Supplied material Block Start
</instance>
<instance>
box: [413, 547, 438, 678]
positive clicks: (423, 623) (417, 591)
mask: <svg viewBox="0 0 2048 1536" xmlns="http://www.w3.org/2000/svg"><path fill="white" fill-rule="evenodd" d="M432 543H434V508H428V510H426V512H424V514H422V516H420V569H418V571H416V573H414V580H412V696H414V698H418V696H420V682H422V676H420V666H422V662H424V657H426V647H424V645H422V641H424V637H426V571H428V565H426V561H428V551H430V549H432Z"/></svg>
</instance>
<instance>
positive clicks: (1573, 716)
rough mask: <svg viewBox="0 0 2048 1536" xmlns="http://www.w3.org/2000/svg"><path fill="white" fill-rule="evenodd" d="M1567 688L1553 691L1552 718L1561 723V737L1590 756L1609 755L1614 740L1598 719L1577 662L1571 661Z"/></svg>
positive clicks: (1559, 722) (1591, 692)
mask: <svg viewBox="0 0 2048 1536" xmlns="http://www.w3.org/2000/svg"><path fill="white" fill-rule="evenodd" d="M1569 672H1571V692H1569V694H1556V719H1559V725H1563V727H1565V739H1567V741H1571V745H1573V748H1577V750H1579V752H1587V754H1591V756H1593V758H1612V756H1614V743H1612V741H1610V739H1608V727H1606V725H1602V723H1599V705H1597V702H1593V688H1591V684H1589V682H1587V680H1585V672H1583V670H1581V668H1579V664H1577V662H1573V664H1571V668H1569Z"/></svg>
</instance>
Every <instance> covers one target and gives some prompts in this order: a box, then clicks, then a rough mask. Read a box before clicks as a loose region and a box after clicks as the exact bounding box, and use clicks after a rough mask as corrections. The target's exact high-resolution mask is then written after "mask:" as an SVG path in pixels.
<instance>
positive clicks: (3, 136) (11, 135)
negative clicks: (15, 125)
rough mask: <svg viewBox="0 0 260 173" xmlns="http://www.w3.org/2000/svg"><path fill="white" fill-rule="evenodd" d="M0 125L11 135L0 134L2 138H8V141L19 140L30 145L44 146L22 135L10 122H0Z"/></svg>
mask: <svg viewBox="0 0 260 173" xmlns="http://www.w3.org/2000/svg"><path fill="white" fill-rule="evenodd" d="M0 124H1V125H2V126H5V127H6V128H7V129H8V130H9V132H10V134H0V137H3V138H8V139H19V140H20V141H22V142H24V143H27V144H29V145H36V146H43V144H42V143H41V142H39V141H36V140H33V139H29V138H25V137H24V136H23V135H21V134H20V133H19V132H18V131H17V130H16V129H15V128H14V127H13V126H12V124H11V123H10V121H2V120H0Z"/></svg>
Supplied material Block End
* [Exercise details] Please give the lines above as a numbered list, leaving out any blank lines.

* [Result for this task]
1. </instance>
2. <instance>
3. box: [413, 547, 438, 678]
4. positive clicks: (423, 623) (417, 591)
5. mask: <svg viewBox="0 0 2048 1536" xmlns="http://www.w3.org/2000/svg"><path fill="white" fill-rule="evenodd" d="M432 543H434V508H428V510H426V512H424V514H422V516H420V569H418V571H416V573H414V580H412V696H414V698H418V696H420V682H422V676H420V666H422V662H424V657H426V647H424V645H422V641H424V637H426V571H428V565H426V561H428V551H430V549H432Z"/></svg>
6. </instance>
7. <instance>
8. positive clicks: (1573, 716)
9. rough mask: <svg viewBox="0 0 2048 1536" xmlns="http://www.w3.org/2000/svg"><path fill="white" fill-rule="evenodd" d="M1567 688L1553 691L1552 718L1561 723V737L1590 756L1609 755L1614 740L1598 719L1577 662L1571 661Z"/></svg>
10. positive clicks: (1559, 722) (1591, 692)
11. mask: <svg viewBox="0 0 2048 1536" xmlns="http://www.w3.org/2000/svg"><path fill="white" fill-rule="evenodd" d="M1569 672H1571V692H1569V694H1556V719H1559V725H1563V727H1565V739H1567V741H1571V745H1573V748H1577V750H1579V752H1587V754H1591V756H1593V758H1612V756H1614V743H1612V741H1610V739H1608V727H1606V725H1602V723H1599V705H1597V702H1593V688H1591V684H1589V682H1587V680H1585V672H1583V670H1581V668H1579V664H1577V662H1573V664H1571V668H1569Z"/></svg>
12. </instance>
13. Every <instance> covers one target and gives some prompts in this order: a box, then clicks, then a rough mask. Read a box before clicks as a loose region and a box after clicks as the exact bounding box, and use clicks after a rough mask as corrections. The target's exact high-resolution mask is then written after "mask:" as an SVG path in pixels.
14. <instance>
15. positive clicks: (3, 136) (11, 135)
16. negative clicks: (15, 125)
17. rough mask: <svg viewBox="0 0 260 173" xmlns="http://www.w3.org/2000/svg"><path fill="white" fill-rule="evenodd" d="M0 125L11 135L0 134L2 138H8V141L19 140L30 145L44 146L22 135L10 122H0Z"/></svg>
18. mask: <svg viewBox="0 0 260 173" xmlns="http://www.w3.org/2000/svg"><path fill="white" fill-rule="evenodd" d="M0 124H1V125H2V126H5V127H6V128H7V129H8V130H9V132H10V134H0V137H3V138H8V139H19V140H20V141H22V142H24V143H27V144H29V145H36V146H43V144H42V143H41V142H39V141H36V140H33V139H29V138H25V137H24V136H23V135H21V134H20V133H19V132H18V131H17V130H16V129H15V128H14V127H13V126H12V124H11V123H10V121H2V120H0Z"/></svg>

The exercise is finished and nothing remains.